Requirement
Reproduce the data below line by line, from its first line to the line with "50], [113, 48]]]", both included, and nothing past that point.

(Collected data entries)

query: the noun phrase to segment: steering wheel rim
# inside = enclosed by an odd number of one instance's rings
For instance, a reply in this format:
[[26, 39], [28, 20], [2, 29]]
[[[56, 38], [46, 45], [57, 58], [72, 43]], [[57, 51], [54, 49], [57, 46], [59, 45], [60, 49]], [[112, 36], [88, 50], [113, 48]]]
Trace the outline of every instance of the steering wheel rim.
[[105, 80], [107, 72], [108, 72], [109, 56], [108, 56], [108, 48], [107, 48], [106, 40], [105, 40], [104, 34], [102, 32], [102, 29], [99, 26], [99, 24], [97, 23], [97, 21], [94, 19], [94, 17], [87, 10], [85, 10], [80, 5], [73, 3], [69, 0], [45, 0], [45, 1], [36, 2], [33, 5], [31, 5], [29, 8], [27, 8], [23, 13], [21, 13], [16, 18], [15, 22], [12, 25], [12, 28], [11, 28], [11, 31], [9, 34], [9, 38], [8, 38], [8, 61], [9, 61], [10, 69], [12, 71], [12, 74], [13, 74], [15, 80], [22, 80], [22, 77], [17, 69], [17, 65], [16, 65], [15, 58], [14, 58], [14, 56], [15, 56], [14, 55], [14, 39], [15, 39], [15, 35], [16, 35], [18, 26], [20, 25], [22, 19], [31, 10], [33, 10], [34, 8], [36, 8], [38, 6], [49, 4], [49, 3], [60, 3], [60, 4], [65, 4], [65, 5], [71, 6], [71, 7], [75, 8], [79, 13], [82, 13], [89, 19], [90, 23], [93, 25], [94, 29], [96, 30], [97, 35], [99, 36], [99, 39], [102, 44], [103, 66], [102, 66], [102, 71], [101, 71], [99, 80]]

Output for this task
query: the noun phrase to segment: steering wheel rim
# inside = enclosed by an odd number of one instance's rings
For instance, a reply in this format:
[[26, 39], [28, 20], [2, 29]]
[[[56, 38], [46, 45], [57, 58], [72, 43]], [[57, 51], [54, 49], [57, 46], [59, 45], [60, 49]], [[112, 36], [88, 50], [113, 48]]]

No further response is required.